**AIM OF THE EXERCISE:**
Of all the entries below, retype only the lines from the one with "the tie knot" through the one with "of the light", exactly as they appear.

**LISTED RECORDS:**
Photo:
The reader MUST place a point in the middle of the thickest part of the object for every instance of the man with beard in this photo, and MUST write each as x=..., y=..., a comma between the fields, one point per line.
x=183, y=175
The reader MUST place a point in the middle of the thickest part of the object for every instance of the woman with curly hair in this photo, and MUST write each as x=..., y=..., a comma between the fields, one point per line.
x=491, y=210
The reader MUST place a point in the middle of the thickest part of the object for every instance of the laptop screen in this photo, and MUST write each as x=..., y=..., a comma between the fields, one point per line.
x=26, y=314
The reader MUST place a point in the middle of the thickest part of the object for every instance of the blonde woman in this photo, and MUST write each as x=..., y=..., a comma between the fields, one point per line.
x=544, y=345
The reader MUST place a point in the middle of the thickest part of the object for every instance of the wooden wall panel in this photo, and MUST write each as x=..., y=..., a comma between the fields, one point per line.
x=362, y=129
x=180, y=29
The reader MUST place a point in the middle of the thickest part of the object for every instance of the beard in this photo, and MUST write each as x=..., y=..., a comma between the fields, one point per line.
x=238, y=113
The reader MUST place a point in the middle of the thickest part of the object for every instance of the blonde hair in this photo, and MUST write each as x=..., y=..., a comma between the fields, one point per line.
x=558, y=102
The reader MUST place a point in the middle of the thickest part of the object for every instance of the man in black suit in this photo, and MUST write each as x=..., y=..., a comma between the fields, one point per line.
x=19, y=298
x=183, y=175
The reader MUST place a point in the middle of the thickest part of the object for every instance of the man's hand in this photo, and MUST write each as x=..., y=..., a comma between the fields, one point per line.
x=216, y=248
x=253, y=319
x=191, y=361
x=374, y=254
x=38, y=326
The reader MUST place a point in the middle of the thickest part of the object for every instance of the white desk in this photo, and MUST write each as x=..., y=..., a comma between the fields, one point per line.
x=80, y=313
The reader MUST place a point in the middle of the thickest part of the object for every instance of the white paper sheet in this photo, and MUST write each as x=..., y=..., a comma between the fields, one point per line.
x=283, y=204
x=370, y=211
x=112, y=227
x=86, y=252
--
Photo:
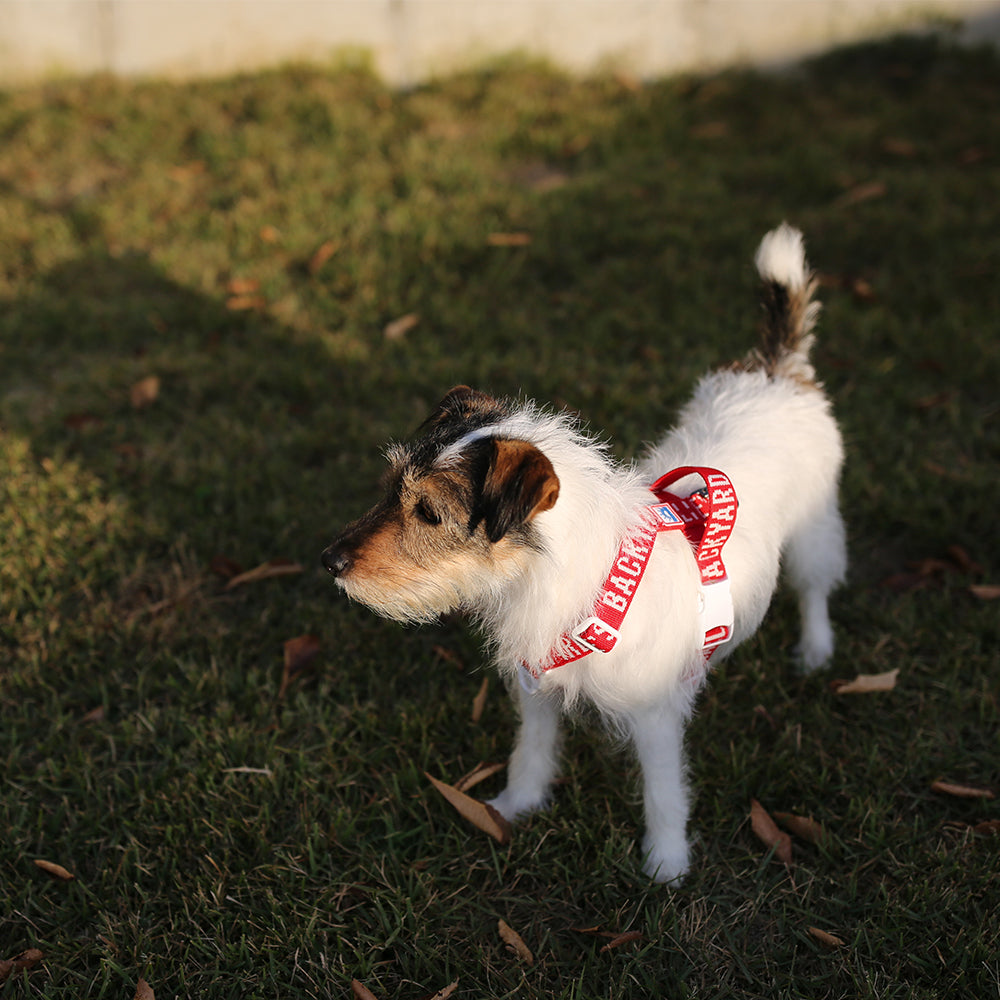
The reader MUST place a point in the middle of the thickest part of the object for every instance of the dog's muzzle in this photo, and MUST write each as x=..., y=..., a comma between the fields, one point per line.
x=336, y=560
...
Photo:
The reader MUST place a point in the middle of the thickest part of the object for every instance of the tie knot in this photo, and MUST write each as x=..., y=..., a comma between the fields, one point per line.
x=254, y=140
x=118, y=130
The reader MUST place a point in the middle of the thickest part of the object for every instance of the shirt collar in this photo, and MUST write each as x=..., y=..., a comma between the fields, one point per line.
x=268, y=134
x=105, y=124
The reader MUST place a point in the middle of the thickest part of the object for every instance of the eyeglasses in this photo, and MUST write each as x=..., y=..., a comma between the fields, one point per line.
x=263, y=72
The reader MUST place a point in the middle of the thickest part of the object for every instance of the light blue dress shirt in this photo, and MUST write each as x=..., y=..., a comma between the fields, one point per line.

**RESPONSE TO THIS TASK:**
The reader MUST place a point in the middle of the thickest part of the object for every instance of the tie knot in this photo, and MUST write each as x=..., y=..., a comma between the fields, one point per line.
x=254, y=140
x=118, y=130
The reader MUST place a point in the middle of the thickest part of the object for every instance of the shirt collar in this photo, and MUST write each as x=..., y=..., a comma between the fields, one point per line.
x=268, y=134
x=105, y=124
The reader MUST place a point in the middle of the thickest part of the object for every instance of the eyeglasses in this photo, and MUST write each as x=..., y=..., a comma between the fields, one point per line.
x=263, y=72
The reader MUST place a point in the middle of the thickest part of the object for every instance of the light blue dress shirt in this photo, and MUST write each as x=..., y=..., a comma between the fields, one point per line.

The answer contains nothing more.